SHORT PROBLEM
Render the items below as a Markdown table with the columns Row and Item line, giving each line its own numbered row and leaving out blank lines. Include only the lines starting at the one containing "background in the photo above." and ending at the final line of the items.

STORED RECORDS
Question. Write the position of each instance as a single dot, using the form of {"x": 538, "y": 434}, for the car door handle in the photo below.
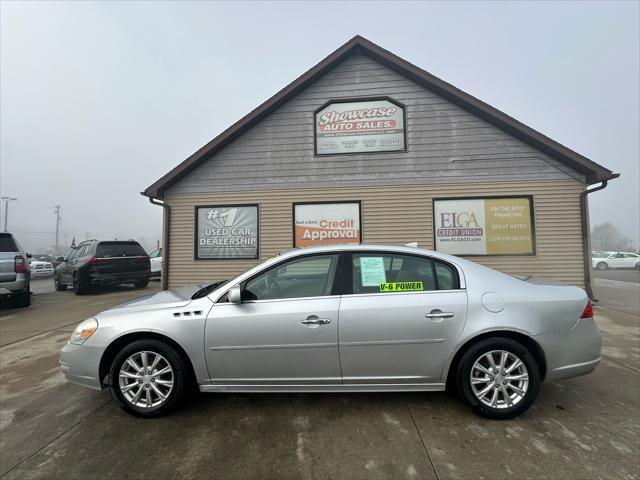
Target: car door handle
{"x": 439, "y": 314}
{"x": 314, "y": 320}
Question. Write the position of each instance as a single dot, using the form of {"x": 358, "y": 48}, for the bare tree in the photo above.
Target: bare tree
{"x": 608, "y": 238}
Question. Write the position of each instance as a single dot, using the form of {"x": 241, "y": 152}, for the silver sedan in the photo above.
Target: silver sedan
{"x": 342, "y": 318}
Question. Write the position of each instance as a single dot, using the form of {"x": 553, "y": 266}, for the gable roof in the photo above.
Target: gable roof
{"x": 593, "y": 172}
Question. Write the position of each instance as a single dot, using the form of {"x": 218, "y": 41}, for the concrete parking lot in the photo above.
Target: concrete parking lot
{"x": 588, "y": 427}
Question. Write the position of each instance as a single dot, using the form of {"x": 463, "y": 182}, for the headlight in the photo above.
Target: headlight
{"x": 83, "y": 331}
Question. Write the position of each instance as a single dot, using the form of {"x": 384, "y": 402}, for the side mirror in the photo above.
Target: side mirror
{"x": 235, "y": 295}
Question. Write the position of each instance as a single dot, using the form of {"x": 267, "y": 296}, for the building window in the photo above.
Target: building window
{"x": 326, "y": 223}
{"x": 484, "y": 226}
{"x": 226, "y": 232}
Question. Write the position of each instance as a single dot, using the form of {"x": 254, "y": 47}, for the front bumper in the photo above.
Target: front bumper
{"x": 81, "y": 364}
{"x": 574, "y": 353}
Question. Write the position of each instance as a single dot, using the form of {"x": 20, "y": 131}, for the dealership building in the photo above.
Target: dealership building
{"x": 367, "y": 148}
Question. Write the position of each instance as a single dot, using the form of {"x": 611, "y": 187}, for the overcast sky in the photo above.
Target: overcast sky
{"x": 100, "y": 99}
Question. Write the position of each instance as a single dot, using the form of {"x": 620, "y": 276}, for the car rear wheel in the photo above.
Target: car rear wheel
{"x": 499, "y": 378}
{"x": 22, "y": 299}
{"x": 79, "y": 286}
{"x": 60, "y": 287}
{"x": 147, "y": 378}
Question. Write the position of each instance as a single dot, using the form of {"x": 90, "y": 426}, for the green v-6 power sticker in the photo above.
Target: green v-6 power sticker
{"x": 401, "y": 287}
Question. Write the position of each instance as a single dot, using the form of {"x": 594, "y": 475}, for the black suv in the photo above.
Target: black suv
{"x": 103, "y": 263}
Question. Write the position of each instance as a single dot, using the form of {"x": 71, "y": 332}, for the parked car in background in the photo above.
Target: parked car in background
{"x": 604, "y": 260}
{"x": 408, "y": 319}
{"x": 95, "y": 262}
{"x": 15, "y": 274}
{"x": 52, "y": 259}
{"x": 40, "y": 268}
{"x": 156, "y": 262}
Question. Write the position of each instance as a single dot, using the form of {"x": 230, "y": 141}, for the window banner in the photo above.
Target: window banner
{"x": 326, "y": 223}
{"x": 226, "y": 232}
{"x": 484, "y": 226}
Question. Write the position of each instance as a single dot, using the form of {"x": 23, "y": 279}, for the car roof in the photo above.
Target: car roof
{"x": 369, "y": 247}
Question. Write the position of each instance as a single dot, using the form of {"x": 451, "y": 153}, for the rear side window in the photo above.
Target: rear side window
{"x": 389, "y": 273}
{"x": 119, "y": 249}
{"x": 7, "y": 244}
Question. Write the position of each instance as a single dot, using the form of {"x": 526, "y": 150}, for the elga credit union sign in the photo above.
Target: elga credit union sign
{"x": 356, "y": 127}
{"x": 226, "y": 232}
{"x": 484, "y": 226}
{"x": 326, "y": 223}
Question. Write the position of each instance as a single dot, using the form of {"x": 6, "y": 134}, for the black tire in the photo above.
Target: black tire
{"x": 180, "y": 378}
{"x": 60, "y": 287}
{"x": 476, "y": 351}
{"x": 79, "y": 286}
{"x": 22, "y": 299}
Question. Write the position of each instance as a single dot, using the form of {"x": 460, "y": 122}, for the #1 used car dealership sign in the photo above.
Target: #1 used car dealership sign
{"x": 226, "y": 231}
{"x": 484, "y": 226}
{"x": 356, "y": 127}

OUTPUT OF THE EXERCISE
| Row | Item line |
|---|---|
| 1 | Question. Write the position of each instance as a single dot, using the form of {"x": 71, "y": 332}, for the parked car in background in the photo above. |
| 2 | Target: parked car in background |
| 3 | {"x": 604, "y": 260} |
| 4 | {"x": 408, "y": 319} |
| 5 | {"x": 95, "y": 262} |
| 6 | {"x": 15, "y": 274} |
| 7 | {"x": 52, "y": 259} |
| 8 | {"x": 40, "y": 268} |
| 9 | {"x": 156, "y": 262} |
| 10 | Question. Write the position of each instance as a single dot, using the form of {"x": 230, "y": 141}, for the window banner in the photo above. |
| 11 | Target: window banner |
| 12 | {"x": 326, "y": 223} |
| 13 | {"x": 226, "y": 232} |
| 14 | {"x": 484, "y": 226} |
| 15 | Question. Write the position of each instance as a single dot, using the form of {"x": 23, "y": 279}, for the car roof in the photo above. |
| 16 | Target: car roof |
| 17 | {"x": 369, "y": 247} |
| 18 | Question. Write the position of each instance as a single dot, using the form of {"x": 451, "y": 153}, for the rear side window in the photo above. |
| 19 | Target: rear side window |
| 20 | {"x": 389, "y": 273} |
| 21 | {"x": 119, "y": 249} |
| 22 | {"x": 7, "y": 244} |
| 23 | Question. Write the position of each instance as a single dot, using the form of {"x": 526, "y": 150}, for the elga credit union sign in the photo above. |
| 24 | Target: elga credit union sign |
| 25 | {"x": 356, "y": 127} |
| 26 | {"x": 226, "y": 232} |
| 27 | {"x": 484, "y": 226} |
| 28 | {"x": 326, "y": 223} |
| 29 | Question. Write the position of each instance as a single dot, using the form of {"x": 6, "y": 134}, for the black tire in the photo above. |
| 30 | Target: black tire |
| 31 | {"x": 180, "y": 378} |
| 32 | {"x": 60, "y": 287} |
| 33 | {"x": 476, "y": 351} |
| 34 | {"x": 79, "y": 286} |
| 35 | {"x": 22, "y": 299} |
| 36 | Question. Write the position of each instance as a single dot, using the form of {"x": 460, "y": 122}, for the #1 used car dealership sign in the photo above. |
| 37 | Target: #1 used car dealership sign |
| 38 | {"x": 226, "y": 231} |
| 39 | {"x": 484, "y": 226} |
| 40 | {"x": 356, "y": 127} |